## TASK GOAL
Please gather each line of the material below that contains the word "green" and list those lines in their original order.

## GIVEN RECORDS
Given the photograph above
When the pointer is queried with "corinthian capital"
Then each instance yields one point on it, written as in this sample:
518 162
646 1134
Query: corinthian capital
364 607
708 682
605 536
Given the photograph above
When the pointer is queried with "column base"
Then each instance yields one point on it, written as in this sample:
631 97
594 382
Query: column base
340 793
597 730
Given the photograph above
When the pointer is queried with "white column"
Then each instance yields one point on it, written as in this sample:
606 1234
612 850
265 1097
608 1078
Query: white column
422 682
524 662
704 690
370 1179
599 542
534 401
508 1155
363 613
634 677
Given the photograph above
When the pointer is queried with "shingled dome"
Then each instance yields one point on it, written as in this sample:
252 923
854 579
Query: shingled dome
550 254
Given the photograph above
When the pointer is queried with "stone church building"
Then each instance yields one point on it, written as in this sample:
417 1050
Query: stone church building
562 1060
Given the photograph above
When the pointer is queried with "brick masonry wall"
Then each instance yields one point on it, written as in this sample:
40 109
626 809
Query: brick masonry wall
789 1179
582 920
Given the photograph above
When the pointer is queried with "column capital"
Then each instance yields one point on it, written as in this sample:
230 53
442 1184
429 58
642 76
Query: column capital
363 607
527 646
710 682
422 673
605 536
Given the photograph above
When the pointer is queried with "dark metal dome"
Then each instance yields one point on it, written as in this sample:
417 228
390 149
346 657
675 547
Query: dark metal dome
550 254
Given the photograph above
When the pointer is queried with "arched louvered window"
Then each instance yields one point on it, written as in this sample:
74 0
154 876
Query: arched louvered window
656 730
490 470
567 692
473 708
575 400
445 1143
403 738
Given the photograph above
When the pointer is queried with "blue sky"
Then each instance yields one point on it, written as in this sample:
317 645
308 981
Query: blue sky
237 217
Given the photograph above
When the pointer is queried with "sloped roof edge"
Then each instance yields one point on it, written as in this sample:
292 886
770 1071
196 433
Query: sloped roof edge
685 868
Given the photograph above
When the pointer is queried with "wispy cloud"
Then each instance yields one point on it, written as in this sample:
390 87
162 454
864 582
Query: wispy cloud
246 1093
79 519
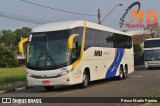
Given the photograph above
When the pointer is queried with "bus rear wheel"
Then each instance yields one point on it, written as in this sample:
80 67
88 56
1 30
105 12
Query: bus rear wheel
49 88
85 81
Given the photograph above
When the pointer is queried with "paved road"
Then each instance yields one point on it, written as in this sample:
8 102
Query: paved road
139 84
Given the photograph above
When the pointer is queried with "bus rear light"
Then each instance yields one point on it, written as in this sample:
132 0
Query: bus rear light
46 82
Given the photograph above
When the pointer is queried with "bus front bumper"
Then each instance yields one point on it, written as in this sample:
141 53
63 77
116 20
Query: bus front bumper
62 80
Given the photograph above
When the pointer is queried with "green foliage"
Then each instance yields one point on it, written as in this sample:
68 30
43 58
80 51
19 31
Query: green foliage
137 49
9 45
9 75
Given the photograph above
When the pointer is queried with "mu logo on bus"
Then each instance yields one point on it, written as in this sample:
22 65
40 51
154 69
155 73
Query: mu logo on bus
97 53
140 18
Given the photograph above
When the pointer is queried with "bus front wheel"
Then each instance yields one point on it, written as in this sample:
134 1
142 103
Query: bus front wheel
85 80
49 88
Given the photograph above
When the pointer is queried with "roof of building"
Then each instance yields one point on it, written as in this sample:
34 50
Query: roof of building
139 32
153 39
72 24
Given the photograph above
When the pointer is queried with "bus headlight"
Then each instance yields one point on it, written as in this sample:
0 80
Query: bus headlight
64 71
146 64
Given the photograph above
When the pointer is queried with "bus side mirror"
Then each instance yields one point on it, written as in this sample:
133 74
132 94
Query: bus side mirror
70 40
20 45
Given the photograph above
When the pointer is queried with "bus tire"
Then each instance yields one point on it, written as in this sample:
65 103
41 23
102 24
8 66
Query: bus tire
125 75
49 88
121 73
85 80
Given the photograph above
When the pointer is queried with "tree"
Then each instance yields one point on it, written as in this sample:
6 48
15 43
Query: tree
7 38
137 49
23 32
7 57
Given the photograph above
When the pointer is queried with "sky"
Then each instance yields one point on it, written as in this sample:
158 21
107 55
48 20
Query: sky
18 7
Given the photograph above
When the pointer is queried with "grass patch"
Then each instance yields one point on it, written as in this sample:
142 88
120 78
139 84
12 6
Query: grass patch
9 75
156 96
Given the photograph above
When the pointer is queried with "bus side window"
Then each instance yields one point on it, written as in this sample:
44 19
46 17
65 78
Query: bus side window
75 52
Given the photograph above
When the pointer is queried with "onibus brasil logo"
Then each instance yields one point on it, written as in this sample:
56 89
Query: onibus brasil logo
139 18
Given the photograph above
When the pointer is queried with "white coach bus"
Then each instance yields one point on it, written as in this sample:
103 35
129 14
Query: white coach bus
76 52
152 53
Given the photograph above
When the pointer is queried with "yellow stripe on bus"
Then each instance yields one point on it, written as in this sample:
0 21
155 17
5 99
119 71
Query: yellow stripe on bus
20 45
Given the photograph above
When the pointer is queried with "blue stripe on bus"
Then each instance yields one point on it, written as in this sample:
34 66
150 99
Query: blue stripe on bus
111 72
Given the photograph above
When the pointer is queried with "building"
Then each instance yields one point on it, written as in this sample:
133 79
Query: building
140 36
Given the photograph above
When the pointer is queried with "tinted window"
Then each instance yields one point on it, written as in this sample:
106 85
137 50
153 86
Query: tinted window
97 38
151 43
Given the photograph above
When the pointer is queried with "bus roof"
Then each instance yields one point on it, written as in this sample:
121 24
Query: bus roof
72 24
152 39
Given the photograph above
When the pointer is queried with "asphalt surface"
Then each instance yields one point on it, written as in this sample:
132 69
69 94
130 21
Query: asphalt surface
138 84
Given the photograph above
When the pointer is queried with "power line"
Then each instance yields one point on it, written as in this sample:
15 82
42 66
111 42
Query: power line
71 12
24 18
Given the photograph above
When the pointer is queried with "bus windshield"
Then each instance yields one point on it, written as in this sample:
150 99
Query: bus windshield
150 55
48 50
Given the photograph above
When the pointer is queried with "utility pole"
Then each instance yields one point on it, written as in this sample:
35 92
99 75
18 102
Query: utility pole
99 17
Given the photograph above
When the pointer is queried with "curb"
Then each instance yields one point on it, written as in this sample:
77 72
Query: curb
15 89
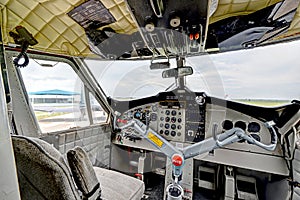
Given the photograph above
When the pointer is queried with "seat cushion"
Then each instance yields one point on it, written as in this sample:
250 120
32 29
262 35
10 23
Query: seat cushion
83 172
118 186
42 171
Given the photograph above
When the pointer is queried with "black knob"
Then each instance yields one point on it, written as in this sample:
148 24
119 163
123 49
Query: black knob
173 133
167 126
173 126
167 132
173 119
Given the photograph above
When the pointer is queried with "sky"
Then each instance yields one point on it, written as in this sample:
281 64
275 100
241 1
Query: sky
270 72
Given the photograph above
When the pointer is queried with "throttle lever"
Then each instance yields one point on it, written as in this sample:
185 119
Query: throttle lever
228 137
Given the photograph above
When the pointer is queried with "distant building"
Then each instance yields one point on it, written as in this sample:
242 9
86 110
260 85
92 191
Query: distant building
54 97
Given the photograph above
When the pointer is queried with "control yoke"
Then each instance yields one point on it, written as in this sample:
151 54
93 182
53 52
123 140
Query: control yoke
178 156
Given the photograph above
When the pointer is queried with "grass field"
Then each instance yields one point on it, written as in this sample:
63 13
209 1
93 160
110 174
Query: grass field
43 115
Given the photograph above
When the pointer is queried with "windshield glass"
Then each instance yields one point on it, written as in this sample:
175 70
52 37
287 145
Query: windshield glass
265 73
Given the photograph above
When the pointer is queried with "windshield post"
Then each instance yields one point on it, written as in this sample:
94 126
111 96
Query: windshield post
180 79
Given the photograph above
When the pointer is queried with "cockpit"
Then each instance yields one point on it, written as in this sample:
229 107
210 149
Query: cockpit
153 99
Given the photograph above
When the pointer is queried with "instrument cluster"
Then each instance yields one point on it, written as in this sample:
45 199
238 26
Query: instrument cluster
179 120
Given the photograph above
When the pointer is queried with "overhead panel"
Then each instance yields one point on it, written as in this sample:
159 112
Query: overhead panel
55 31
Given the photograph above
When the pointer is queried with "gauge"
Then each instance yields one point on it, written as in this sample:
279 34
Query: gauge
154 108
227 124
167 126
167 132
167 119
173 112
173 119
173 126
240 124
153 116
253 127
173 133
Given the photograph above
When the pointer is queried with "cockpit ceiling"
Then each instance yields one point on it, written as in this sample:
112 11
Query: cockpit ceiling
51 24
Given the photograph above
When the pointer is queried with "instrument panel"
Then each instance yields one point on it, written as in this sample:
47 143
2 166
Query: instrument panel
177 118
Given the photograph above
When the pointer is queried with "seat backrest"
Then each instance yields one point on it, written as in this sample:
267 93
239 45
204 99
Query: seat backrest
42 171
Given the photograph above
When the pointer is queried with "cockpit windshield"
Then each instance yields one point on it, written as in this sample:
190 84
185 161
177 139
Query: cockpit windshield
266 73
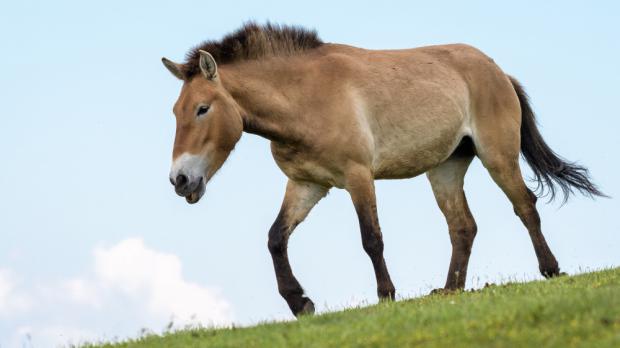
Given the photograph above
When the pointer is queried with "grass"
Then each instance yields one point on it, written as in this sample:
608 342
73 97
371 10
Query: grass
576 311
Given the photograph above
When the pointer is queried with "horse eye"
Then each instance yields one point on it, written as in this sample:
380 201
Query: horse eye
202 110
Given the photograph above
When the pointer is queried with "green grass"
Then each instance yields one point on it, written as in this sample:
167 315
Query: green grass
577 311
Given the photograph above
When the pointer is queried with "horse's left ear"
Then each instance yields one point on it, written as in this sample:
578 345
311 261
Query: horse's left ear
207 64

## WRITTEN RESPONSE
When the pointer is queried with "green foliage"
Query: green foliage
When the pointer is queried with "green grass"
Query: green grass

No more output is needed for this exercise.